Options Price Reporting Authority: Consolidated Options Last Sale Reports and Quotation Information; Reporting Plan; amendments,

[Federal Register: December 18, 2007 (Volume 72, Number 242)]

[Notices]

[Page 71720-71722]

From the Federal Register Online via GPO Access [wais.access.gpo.gov]

[DOCID:fr18de07-75]

SECURITIES AND EXCHANGE COMMISSION

[Release No. 34-56949; File No. SR-OPRA-2007-03]

Options Price Reporting Authority; Notice of Filing and Order Approving on a Temporary Basis Not To Exceed 120 Days a Proposed Amendment to the Plan for Reporting of Consolidated Options Last Sale Reports and Quotation Information, as Modified by Amendment No. 1 Thereto, To Modify Various Provisions of the OPRA Plan and the OPRA Fee Schedule To Reflect the Elimination of Separate Fees for Access to Market Data Concerning Certain Foreign Currency Options

December 12, 2007.

  1. Introduction

    Pursuant to section 11A of the Securities Exchange Act of 1934 (``Act'') \1\ and Rule 608 thereunder,\2\ notice is hereby given that on October 9, 2007, the Options Price Reporting Authority (``OPRA'') submitted to the Securities and Exchange Commission (``Commission'') an amendment to the Plan for Reporting of Consolidated Options Last Sale Reports and Quotation Information (``OPRA Plan'').\3\ The proposed amendment would amend various provisions of the OPRA Plan in order to reflect the elimination of the separate fees for access to market data concerning Foreign Currency Options (``FCOs'') that currently apply to certain FCOs traded on the Phlx. The OPRA Fee Schedule would similarly be revised to reflect the elimination of the separate FCO service access fees. On November 14, 2007, OPRA submitted Amendment No. 1 to the proposal.\4\ On December 11, 2007, OPRA submitted a revised version of Exhibit II to Amendment No. 1 to the proposal, which it requested be substituted for the original version of Exhibit II.\5\ This order approves the proposal as modified by Amendment No. 1 for a temporary period not to exceed 120 days, and solicits comment on the proposal from interested persons.

    \1\ 15 U.S.C. 78k-1.

    \2\ 17 CFR 242.608.

    \3\ The OPRA Plan is a national market system plan approved by the Commission pursuant to Section 11A of the Act and Rule 608 thereunder (formerly Rule 11Aa3-2). See Securities Exchange Act Release No. 17638 (March 18, 1981), 22 S.E.C. Docket 484 (March 31, 1981). The full text of the OPRA Plan is available at http://www.opradata.com .
--------------------
GIVEN PROBLEM 1.
Reproduce verbatim the stretch of the OPRA notice from "From the Federal" through "December 12, 2007.".
GIVEN PROBLEM 2.
According to the OPRA notice, on what date did OPRA submit Amendment No. 1 to the proposal?
GIVEN PROBLEM 3.
Continue the OPRA notice from the point at which it ends.

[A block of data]
--------------------
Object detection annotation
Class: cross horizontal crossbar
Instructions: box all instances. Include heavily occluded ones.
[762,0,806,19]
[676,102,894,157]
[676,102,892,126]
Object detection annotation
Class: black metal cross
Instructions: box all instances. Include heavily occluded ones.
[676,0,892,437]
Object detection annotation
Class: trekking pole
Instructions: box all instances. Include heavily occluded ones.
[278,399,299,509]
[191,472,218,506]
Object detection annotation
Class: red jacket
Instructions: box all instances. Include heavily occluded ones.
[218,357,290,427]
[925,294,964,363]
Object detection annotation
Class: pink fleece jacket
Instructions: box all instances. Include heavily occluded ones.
--------------------
TASK RESPONSE 1.
From the Federal Register Online via GPO Access [wais.access.gpo.gov]

[DOCID:fr18de07-75]

SECURITIES AND EXCHANGE COMMISSION

[Release No. 34-56949; File No. SR-OPRA-2007-03]

Options Price Reporting Authority; Notice of Filing and Order Approving on a Temporary Basis Not To Exceed 120 Days a Proposed Amendment to the Plan for Reporting of Consolidated Options Last Sale Reports and Quotation Information, as Modified by Amendment No. 1 Thereto, To Modify Various Provisions of the OPRA Plan and the OPRA Fee Schedule To Reflect the Elimination of Separate Fees for Access to Market Data Concerning Certain Foreign Currency Options

December 12, 2007.

TASK RESPONSE 2.
November 14, 2007.

TASK RESPONSE 3.
    The OPRA Plan provides for the collection and dissemination of last sale and quotation information on options that are traded on the participant exchanges. The six participants to the OPRA Plan are the American Stock Exchange LLC, the Boston Stock Exchange, Inc., the Chicago Board Options Exchange, Incorporated, the International Securities Exchange, LLC (``ISE''), NYSE Arca, Inc., and the Philadelphia Stock Exchange, Inc. (``Phlx'').

    \4\ Amendment No. 1 did not make any substantive changes to the text of the proposed OPRA Plan amendment, but instead provided a revised Exhibit I to the original filing and offered a new Exhibit II to the proposal. Amendment No. 1 replaced the original filing in its entirety.

    \5\ The revised Exhibit II made technical changes to the original and corrected an outdated reference to the ``NASD,'' which is now called ``FINRA.''

  2. Description and Purpose of the Amendment

    Effective March 14, 1995, the OPRA Plan was amended to authorize the imposition of separate, unbundled access charges for market information pertaining to FCOs.\6\ Subsequently, effective January 1, 1996, separate access charges for market information were imposed by OPRA, and subject to the exception described below, such separate charges have remained in effect since that time.\7\ More recently, OPRA adopted a temporary exception to the separate FCO access fees for ``new'' FCOs first listed on any exchange on or after December 6, 2005, pursuant to which access to market information pertaining to such securities has been included within OPRA's basic information service, and has required payment only of OPRA's basic service access fees.\8\ This temporary exception, which is set forth in Section VIII(c)(iii) of the OPRA Plan, is scheduled to expire by its terms on December 31, 2007, at which time, absent further action, all FCOs would become subject to separate FCO service access fees.

    \6\ See Securities Exchange Act Release No. 35487 (March 14, 1995), 60 FR 14984 (March 21, 1995) (File No. S7-8-90).

    \7\ See Securities Exchange Act Release No. 36613 (December 20, 1995), 60 FR 67144 (December 28, 1995) (SR-OPRA-95-5).

    \8\ See Securities Exchange Act Release Nos. 52901 (December 6, 2005), 70 FR 74061 (December 14, 2005) (SR-OPRA-2005-03) and 55049 (January 5, 2007), 72 FR 1568 (January 12, 2007) (SR-OPRA-2006-02).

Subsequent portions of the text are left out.